#### SUPPLIED RECORDS:
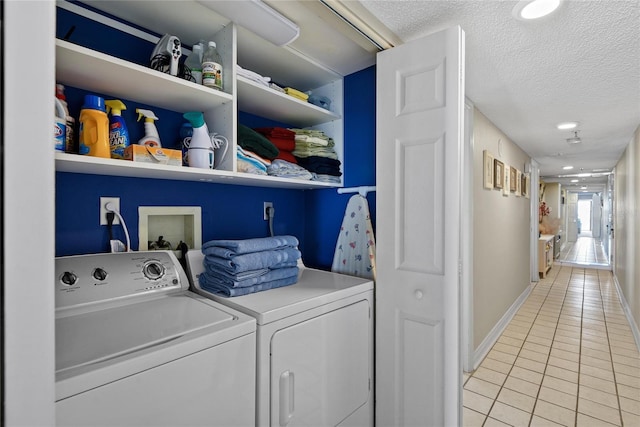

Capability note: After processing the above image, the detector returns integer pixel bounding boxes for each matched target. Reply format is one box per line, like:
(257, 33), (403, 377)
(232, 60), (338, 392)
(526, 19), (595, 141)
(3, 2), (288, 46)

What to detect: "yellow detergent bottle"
(78, 95), (111, 159)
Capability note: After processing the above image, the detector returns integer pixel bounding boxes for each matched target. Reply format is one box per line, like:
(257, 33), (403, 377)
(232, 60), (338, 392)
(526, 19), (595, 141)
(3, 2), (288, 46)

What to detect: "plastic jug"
(53, 98), (67, 152)
(79, 95), (111, 159)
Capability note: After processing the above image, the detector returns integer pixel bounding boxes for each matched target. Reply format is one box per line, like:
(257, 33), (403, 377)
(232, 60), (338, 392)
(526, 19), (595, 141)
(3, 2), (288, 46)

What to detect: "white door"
(567, 193), (578, 242)
(591, 194), (602, 239)
(376, 27), (464, 426)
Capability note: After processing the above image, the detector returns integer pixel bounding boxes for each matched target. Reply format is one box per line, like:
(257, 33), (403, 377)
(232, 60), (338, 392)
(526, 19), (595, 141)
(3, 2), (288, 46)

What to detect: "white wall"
(2, 1), (55, 426)
(472, 109), (537, 349)
(613, 127), (640, 345)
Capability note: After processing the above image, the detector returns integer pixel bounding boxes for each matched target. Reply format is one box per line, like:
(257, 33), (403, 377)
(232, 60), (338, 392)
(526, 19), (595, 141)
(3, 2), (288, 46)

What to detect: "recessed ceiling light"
(512, 0), (560, 21)
(556, 122), (578, 130)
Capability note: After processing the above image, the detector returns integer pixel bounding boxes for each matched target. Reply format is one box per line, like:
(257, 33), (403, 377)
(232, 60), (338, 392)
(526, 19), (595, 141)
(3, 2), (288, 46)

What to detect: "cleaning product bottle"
(182, 111), (214, 169)
(56, 83), (78, 153)
(184, 44), (202, 85)
(53, 98), (67, 151)
(78, 95), (111, 159)
(202, 42), (222, 90)
(104, 99), (131, 159)
(136, 108), (162, 147)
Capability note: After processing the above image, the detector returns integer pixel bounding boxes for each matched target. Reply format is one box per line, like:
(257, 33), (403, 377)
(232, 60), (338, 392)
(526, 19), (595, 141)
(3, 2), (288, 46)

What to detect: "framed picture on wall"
(502, 165), (511, 197)
(493, 159), (505, 189)
(483, 150), (494, 189)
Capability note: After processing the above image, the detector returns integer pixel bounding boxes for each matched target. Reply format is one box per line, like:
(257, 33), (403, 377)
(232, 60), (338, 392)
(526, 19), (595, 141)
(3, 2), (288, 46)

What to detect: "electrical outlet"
(262, 202), (273, 221)
(100, 197), (120, 225)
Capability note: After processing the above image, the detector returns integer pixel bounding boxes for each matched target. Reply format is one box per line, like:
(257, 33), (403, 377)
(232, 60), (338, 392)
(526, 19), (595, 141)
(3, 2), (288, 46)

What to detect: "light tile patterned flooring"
(463, 264), (640, 427)
(558, 232), (609, 265)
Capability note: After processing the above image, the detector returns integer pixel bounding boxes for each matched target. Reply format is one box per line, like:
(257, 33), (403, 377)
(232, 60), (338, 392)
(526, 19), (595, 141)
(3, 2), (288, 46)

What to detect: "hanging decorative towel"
(331, 194), (376, 280)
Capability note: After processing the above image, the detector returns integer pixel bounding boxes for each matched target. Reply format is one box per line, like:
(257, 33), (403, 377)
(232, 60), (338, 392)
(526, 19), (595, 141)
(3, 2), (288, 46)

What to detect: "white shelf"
(56, 40), (233, 113)
(55, 152), (340, 190)
(237, 76), (340, 128)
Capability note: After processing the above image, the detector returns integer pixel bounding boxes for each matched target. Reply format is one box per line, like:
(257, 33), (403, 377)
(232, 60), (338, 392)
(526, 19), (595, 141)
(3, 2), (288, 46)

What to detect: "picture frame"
(482, 150), (494, 190)
(502, 165), (511, 197)
(493, 159), (505, 190)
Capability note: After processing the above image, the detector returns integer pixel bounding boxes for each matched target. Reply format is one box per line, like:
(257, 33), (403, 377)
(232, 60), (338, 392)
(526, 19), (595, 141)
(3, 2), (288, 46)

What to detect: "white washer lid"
(56, 292), (239, 374)
(187, 250), (373, 325)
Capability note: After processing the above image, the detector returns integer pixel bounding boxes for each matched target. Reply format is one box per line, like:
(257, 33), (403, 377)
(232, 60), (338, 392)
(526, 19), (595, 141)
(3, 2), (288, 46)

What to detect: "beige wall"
(472, 109), (538, 349)
(613, 127), (640, 332)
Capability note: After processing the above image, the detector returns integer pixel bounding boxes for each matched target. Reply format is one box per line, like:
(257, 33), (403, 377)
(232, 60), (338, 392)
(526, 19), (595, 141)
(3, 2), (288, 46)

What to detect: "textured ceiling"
(360, 0), (640, 191)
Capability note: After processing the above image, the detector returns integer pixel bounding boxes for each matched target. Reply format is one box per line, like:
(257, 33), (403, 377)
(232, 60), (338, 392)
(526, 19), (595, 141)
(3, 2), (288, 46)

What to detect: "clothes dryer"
(187, 250), (374, 427)
(54, 251), (256, 427)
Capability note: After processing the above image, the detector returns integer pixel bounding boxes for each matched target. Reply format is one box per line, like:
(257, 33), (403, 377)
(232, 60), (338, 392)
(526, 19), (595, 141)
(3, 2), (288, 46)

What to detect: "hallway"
(463, 264), (640, 427)
(557, 231), (609, 265)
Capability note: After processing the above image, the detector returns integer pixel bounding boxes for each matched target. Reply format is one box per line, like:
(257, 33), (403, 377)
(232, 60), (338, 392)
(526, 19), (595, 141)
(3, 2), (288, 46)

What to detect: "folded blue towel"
(202, 236), (298, 258)
(204, 248), (301, 274)
(202, 262), (271, 282)
(198, 274), (298, 297)
(199, 267), (298, 288)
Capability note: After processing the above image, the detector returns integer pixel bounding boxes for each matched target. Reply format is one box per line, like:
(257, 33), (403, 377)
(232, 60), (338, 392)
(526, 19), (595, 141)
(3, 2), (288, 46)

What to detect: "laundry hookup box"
(124, 144), (182, 166)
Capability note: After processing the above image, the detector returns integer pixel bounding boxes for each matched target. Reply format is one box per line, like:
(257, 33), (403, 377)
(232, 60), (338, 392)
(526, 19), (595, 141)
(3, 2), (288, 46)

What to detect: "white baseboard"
(473, 284), (535, 371)
(613, 274), (640, 351)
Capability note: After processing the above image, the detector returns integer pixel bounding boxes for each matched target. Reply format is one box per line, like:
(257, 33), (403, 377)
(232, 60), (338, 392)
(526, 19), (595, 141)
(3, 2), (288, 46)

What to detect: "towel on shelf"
(202, 235), (299, 257)
(201, 266), (298, 288)
(205, 248), (301, 273)
(238, 123), (279, 160)
(297, 156), (342, 176)
(284, 87), (309, 102)
(198, 235), (300, 297)
(331, 194), (376, 280)
(198, 274), (298, 297)
(238, 158), (267, 175)
(267, 159), (313, 180)
(238, 147), (271, 167)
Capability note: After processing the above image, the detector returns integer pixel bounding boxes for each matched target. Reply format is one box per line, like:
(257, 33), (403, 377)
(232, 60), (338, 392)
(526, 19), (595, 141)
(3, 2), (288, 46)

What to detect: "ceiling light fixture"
(512, 0), (560, 21)
(567, 131), (582, 144)
(556, 122), (578, 130)
(199, 0), (300, 46)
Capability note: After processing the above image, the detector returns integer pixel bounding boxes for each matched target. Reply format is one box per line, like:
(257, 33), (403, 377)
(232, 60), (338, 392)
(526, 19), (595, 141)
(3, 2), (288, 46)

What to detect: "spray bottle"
(136, 108), (162, 148)
(78, 95), (111, 159)
(104, 99), (131, 159)
(182, 111), (214, 169)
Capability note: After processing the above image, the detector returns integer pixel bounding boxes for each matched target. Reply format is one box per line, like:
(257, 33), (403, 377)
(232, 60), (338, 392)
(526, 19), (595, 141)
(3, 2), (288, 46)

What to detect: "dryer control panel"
(54, 251), (189, 309)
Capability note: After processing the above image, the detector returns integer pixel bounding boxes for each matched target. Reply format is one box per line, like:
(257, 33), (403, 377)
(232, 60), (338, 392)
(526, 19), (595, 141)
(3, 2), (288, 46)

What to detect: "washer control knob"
(60, 271), (78, 286)
(142, 260), (165, 280)
(91, 267), (108, 282)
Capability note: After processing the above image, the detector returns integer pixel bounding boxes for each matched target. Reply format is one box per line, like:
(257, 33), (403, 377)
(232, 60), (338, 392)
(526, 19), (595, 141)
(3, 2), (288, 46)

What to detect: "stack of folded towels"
(253, 127), (297, 163)
(291, 129), (342, 183)
(236, 123), (279, 175)
(198, 236), (300, 297)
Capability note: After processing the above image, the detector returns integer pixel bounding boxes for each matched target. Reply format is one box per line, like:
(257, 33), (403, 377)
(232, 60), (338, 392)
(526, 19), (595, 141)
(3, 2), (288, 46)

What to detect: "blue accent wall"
(55, 4), (375, 270)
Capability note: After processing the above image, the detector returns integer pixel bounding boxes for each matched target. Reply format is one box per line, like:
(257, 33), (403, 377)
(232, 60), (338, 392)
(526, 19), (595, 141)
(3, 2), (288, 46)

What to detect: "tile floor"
(463, 264), (640, 427)
(558, 232), (609, 265)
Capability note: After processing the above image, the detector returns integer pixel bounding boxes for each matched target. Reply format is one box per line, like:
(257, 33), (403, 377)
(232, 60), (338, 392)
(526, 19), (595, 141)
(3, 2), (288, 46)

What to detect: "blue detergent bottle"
(104, 99), (131, 159)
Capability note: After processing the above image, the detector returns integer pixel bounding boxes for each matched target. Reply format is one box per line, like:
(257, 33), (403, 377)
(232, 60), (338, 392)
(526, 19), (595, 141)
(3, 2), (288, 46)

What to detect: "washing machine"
(187, 250), (374, 427)
(55, 251), (256, 427)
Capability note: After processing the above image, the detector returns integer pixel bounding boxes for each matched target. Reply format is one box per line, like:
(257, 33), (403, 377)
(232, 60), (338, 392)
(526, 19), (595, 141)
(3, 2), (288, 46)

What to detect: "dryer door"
(271, 300), (372, 426)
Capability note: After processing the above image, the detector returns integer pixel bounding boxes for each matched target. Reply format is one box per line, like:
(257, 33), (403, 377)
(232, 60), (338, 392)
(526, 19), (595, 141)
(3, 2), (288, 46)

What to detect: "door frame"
(460, 98), (475, 372)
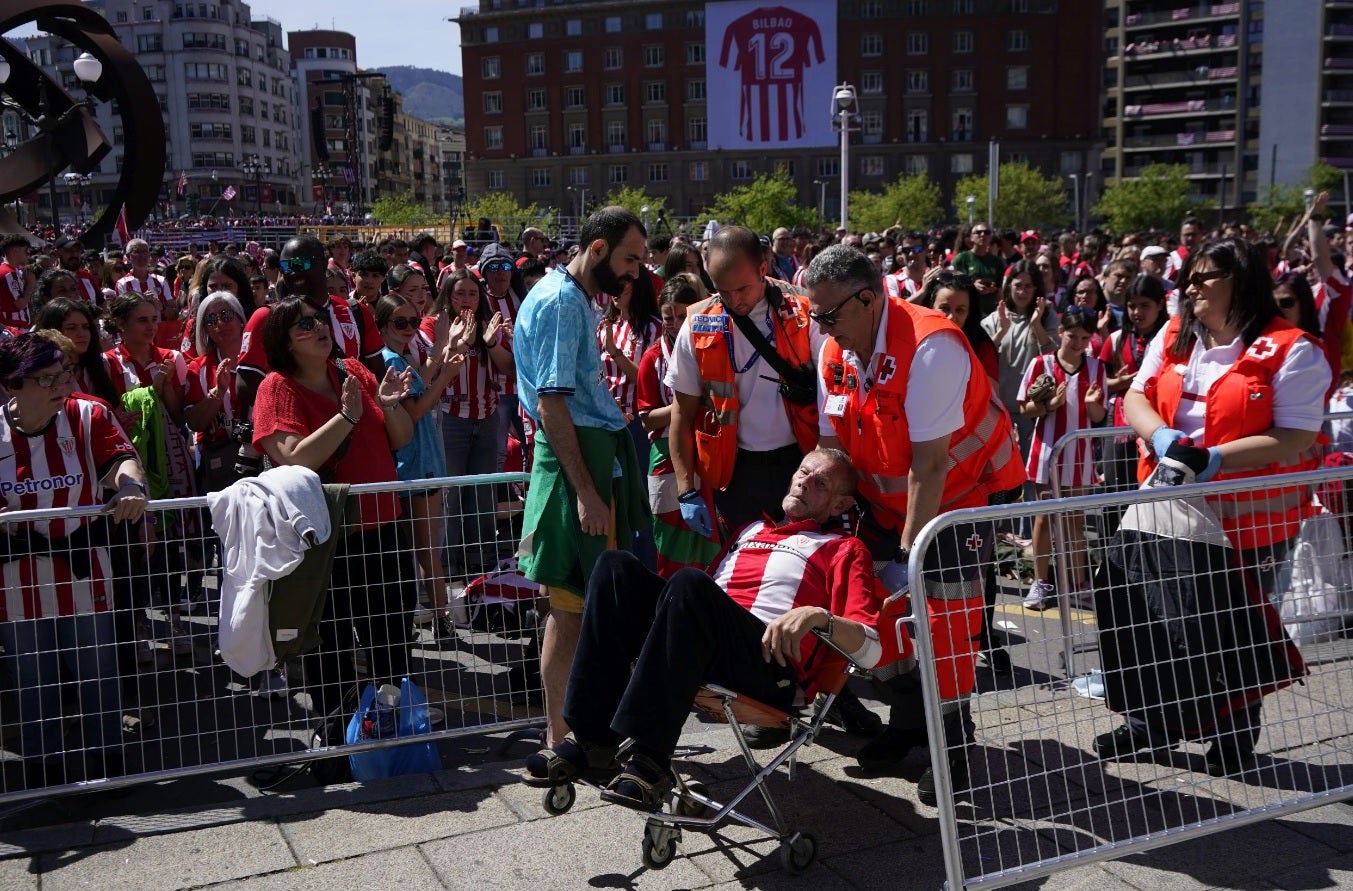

#### YOUR OBJECTIVE:
Please copy the items from the start through the line containing "(613, 127), (640, 345)", renaming every "detector" to "locator" and changing nothing else. Leave the pictures out.

#### EXERCISE SOLUTION:
Capability note: After processing the above image, the locator returns integer pixel bounding boxes for each matched target. Reply format is one box per line, like:
(257, 33), (403, 377)
(232, 60), (338, 392)
(526, 19), (595, 141)
(3, 2), (288, 46)

What to detect: "yellow detergent bottle"
(78, 95), (111, 159)
Capability note: After processing the above image, the locator returns integer pixel bounding boxes for each matched target. Reply format is one box per line, like:
(257, 33), (403, 377)
(232, 60), (338, 392)
(526, 19), (595, 141)
(3, 2), (288, 46)

What to detect: "plastic jug"
(53, 98), (67, 152)
(79, 95), (111, 159)
Capability note: After processing the above image, the locator returns integer pixel bounding boxes for each matched target. Reply format is one box per line, like:
(257, 33), (403, 377)
(232, 60), (338, 392)
(526, 19), (595, 141)
(3, 2), (288, 46)

What to detect: "white door"
(567, 193), (578, 242)
(591, 194), (602, 239)
(376, 27), (464, 426)
Capability note: After processing the above image, the locator returns integer pixel bounding boxes for each matched target. Reply format is one box per line, like:
(257, 33), (403, 377)
(232, 60), (338, 392)
(526, 19), (595, 141)
(3, 2), (288, 46)

What to detect: "white wall"
(2, 1), (55, 426)
(472, 109), (537, 349)
(613, 127), (640, 345)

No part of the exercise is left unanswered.